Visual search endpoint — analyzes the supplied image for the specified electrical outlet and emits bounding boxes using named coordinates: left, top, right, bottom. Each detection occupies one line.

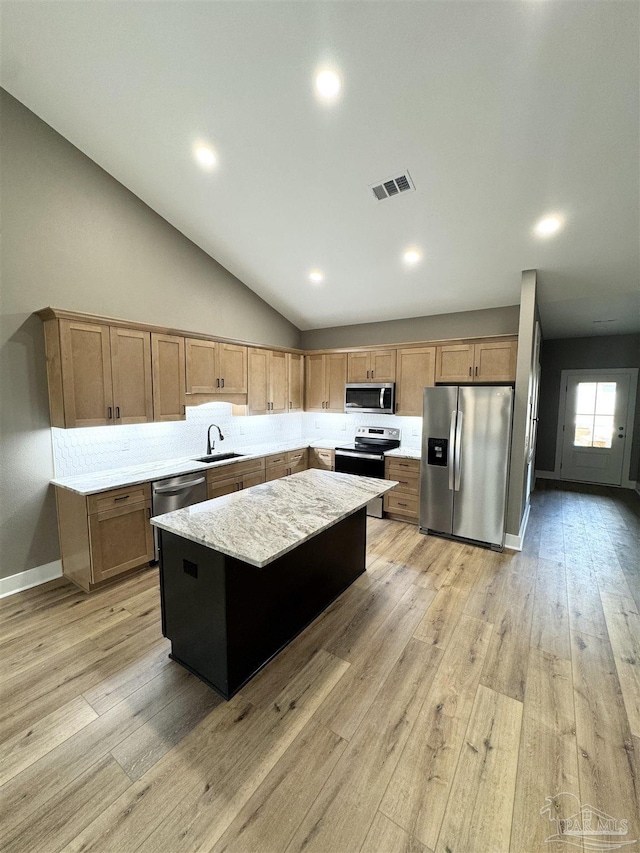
left=341, top=422, right=347, bottom=430
left=412, top=428, right=419, bottom=436
left=121, top=440, right=130, bottom=451
left=315, top=420, right=321, bottom=429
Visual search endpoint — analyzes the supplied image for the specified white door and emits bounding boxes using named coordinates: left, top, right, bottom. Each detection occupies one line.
left=560, top=373, right=630, bottom=485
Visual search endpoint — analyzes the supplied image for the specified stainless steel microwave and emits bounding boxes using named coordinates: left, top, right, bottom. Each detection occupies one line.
left=344, top=383, right=395, bottom=414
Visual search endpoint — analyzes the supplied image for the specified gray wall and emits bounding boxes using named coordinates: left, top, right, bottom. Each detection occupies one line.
left=536, top=334, right=640, bottom=481
left=0, top=90, right=300, bottom=581
left=300, top=305, right=520, bottom=350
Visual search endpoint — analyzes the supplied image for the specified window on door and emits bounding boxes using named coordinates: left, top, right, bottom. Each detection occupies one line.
left=573, top=382, right=616, bottom=448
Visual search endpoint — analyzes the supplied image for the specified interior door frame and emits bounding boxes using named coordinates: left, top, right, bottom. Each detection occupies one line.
left=551, top=367, right=638, bottom=488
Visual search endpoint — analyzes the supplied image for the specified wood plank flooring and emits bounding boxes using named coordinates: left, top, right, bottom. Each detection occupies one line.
left=1, top=480, right=638, bottom=853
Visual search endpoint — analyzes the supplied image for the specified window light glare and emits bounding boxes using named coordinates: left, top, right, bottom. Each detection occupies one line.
left=535, top=216, right=562, bottom=236
left=403, top=249, right=422, bottom=266
left=315, top=70, right=341, bottom=100
left=194, top=145, right=217, bottom=169
left=309, top=270, right=324, bottom=284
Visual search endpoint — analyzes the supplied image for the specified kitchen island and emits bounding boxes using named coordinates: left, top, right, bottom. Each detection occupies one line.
left=151, top=468, right=397, bottom=699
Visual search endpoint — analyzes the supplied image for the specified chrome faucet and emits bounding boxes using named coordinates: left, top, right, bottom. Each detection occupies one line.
left=206, top=423, right=225, bottom=455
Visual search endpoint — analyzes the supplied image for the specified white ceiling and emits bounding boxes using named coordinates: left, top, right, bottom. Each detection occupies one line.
left=2, top=1, right=638, bottom=337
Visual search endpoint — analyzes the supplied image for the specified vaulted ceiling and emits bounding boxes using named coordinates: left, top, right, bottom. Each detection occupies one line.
left=2, top=1, right=638, bottom=337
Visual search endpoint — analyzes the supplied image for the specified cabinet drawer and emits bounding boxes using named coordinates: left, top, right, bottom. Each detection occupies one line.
left=265, top=452, right=287, bottom=468
left=207, top=456, right=265, bottom=483
left=384, top=491, right=419, bottom=518
left=286, top=448, right=308, bottom=465
left=88, top=483, right=151, bottom=515
left=385, top=456, right=420, bottom=474
left=311, top=448, right=334, bottom=470
left=386, top=468, right=419, bottom=495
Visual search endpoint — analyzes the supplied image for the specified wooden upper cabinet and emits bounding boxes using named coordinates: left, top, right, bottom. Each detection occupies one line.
left=287, top=353, right=304, bottom=412
left=185, top=339, right=247, bottom=395
left=59, top=320, right=114, bottom=428
left=305, top=353, right=347, bottom=412
left=247, top=347, right=269, bottom=415
left=435, top=344, right=475, bottom=383
left=185, top=338, right=218, bottom=394
left=110, top=327, right=153, bottom=424
left=151, top=333, right=185, bottom=422
left=435, top=341, right=517, bottom=384
left=347, top=352, right=370, bottom=383
left=474, top=340, right=517, bottom=382
left=305, top=354, right=326, bottom=411
left=247, top=348, right=288, bottom=414
left=395, top=347, right=436, bottom=416
left=326, top=353, right=347, bottom=412
left=217, top=342, right=247, bottom=394
left=347, top=349, right=396, bottom=382
left=270, top=350, right=288, bottom=414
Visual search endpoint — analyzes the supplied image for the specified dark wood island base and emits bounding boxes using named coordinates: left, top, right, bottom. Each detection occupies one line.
left=159, top=508, right=366, bottom=699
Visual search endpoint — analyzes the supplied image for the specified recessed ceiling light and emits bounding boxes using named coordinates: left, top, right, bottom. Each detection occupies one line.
left=403, top=249, right=422, bottom=266
left=315, top=70, right=341, bottom=100
left=194, top=145, right=217, bottom=169
left=534, top=216, right=562, bottom=236
left=309, top=270, right=324, bottom=284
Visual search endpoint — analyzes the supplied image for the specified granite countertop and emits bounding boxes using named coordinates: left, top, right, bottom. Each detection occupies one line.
left=151, top=468, right=398, bottom=567
left=50, top=437, right=420, bottom=495
left=50, top=439, right=311, bottom=496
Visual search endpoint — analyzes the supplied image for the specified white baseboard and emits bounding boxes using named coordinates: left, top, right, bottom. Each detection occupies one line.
left=504, top=501, right=531, bottom=552
left=0, top=560, right=63, bottom=599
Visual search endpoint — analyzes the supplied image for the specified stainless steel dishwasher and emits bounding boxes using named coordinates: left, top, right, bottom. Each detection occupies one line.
left=151, top=472, right=207, bottom=560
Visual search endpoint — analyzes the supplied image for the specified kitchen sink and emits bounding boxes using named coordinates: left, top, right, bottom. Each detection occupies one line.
left=192, top=452, right=244, bottom=463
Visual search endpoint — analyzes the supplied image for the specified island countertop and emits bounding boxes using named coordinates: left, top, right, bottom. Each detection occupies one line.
left=151, top=468, right=397, bottom=568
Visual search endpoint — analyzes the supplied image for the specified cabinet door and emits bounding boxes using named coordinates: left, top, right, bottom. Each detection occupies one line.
left=89, top=500, right=154, bottom=583
left=396, top=347, right=436, bottom=415
left=370, top=350, right=396, bottom=382
left=474, top=341, right=517, bottom=382
left=152, top=333, right=186, bottom=421
left=110, top=327, right=153, bottom=424
left=265, top=464, right=288, bottom=482
left=207, top=476, right=238, bottom=499
left=59, top=320, right=114, bottom=427
left=218, top=343, right=247, bottom=394
left=305, top=354, right=326, bottom=411
left=185, top=338, right=218, bottom=394
left=311, top=448, right=334, bottom=470
left=326, top=353, right=347, bottom=412
left=435, top=344, right=474, bottom=383
left=247, top=347, right=269, bottom=415
left=347, top=352, right=370, bottom=382
left=287, top=353, right=304, bottom=412
left=269, top=350, right=288, bottom=414
left=240, top=471, right=266, bottom=489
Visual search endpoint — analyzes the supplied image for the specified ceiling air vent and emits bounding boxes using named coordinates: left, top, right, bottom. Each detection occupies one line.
left=369, top=170, right=415, bottom=202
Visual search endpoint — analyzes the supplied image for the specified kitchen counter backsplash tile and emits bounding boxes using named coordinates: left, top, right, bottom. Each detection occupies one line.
left=52, top=403, right=305, bottom=478
left=52, top=403, right=423, bottom=478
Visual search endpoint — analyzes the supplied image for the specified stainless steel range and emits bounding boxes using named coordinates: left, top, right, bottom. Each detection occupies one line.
left=334, top=426, right=401, bottom=517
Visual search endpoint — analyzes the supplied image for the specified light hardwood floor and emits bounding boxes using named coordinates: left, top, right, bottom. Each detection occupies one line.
left=1, top=482, right=638, bottom=853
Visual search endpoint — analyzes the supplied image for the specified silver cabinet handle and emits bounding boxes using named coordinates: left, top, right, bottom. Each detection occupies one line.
left=454, top=410, right=463, bottom=491
left=448, top=410, right=457, bottom=491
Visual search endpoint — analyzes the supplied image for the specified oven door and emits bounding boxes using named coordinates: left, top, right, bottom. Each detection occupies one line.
left=334, top=450, right=385, bottom=479
left=344, top=384, right=395, bottom=414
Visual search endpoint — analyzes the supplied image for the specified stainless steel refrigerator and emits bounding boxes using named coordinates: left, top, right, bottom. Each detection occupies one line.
left=420, top=385, right=513, bottom=550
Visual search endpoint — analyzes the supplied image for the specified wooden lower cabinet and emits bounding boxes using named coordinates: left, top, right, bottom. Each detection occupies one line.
left=310, top=447, right=334, bottom=471
left=207, top=457, right=266, bottom=498
left=384, top=457, right=421, bottom=523
left=56, top=483, right=154, bottom=592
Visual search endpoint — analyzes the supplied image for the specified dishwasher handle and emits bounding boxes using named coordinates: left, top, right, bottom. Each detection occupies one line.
left=153, top=476, right=206, bottom=495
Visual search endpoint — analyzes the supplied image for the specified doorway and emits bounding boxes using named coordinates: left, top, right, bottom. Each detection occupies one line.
left=557, top=369, right=638, bottom=486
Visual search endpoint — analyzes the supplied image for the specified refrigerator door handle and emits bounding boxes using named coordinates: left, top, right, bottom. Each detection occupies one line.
left=448, top=410, right=457, bottom=491
left=454, top=409, right=463, bottom=491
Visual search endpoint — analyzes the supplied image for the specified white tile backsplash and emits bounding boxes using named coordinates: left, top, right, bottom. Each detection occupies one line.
left=52, top=403, right=422, bottom=477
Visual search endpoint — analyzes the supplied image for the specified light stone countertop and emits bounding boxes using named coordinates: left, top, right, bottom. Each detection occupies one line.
left=50, top=437, right=421, bottom=495
left=151, top=468, right=398, bottom=567
left=385, top=446, right=422, bottom=460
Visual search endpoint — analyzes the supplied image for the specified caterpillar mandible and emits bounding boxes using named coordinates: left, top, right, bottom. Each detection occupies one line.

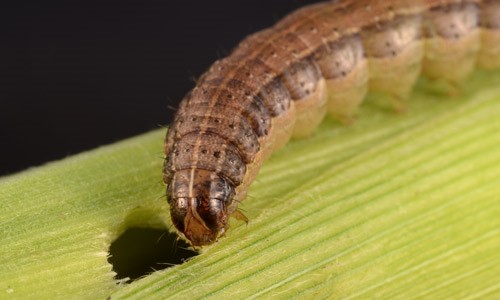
left=163, top=0, right=500, bottom=246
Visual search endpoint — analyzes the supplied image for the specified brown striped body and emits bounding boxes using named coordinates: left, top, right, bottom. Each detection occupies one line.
left=163, top=0, right=500, bottom=246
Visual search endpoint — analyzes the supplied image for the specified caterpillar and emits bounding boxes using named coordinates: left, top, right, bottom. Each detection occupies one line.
left=163, top=0, right=500, bottom=246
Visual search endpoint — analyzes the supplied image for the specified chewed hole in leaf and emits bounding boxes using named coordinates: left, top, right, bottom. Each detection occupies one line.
left=108, top=227, right=198, bottom=283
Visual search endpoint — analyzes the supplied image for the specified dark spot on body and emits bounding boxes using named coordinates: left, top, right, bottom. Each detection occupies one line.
left=203, top=181, right=211, bottom=189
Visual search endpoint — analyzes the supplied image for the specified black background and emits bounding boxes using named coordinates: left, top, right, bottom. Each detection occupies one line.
left=1, top=0, right=321, bottom=176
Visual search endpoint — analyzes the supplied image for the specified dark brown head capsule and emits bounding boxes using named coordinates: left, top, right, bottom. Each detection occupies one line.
left=167, top=169, right=234, bottom=246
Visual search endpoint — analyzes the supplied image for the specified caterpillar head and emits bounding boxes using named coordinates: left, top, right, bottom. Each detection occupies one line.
left=167, top=169, right=234, bottom=246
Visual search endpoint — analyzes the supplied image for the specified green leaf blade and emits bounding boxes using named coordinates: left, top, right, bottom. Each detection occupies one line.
left=1, top=71, right=499, bottom=299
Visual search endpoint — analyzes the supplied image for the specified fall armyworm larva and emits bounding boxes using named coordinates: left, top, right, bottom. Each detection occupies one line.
left=163, top=0, right=500, bottom=246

* [ABOUT THIS TASK]: Every line from the one that contains "the specified green" down to and including the last line of the records above must be set down exactly, with nothing else.

* [EXPECTED ANSWER]:
Visual search endpoint — analyzes the supplied image for the specified green leaf blade and emits bounding boxes using named coordinates: left, top, right, bottom. Each detection occupies one line.
left=1, top=71, right=499, bottom=299
Visual search endpoint — analyzes the supplied image for the specified fall armyworm larva and emits bounding boxes using named coordinates: left, top, right, bottom. Each detection occupies one line.
left=163, top=0, right=500, bottom=246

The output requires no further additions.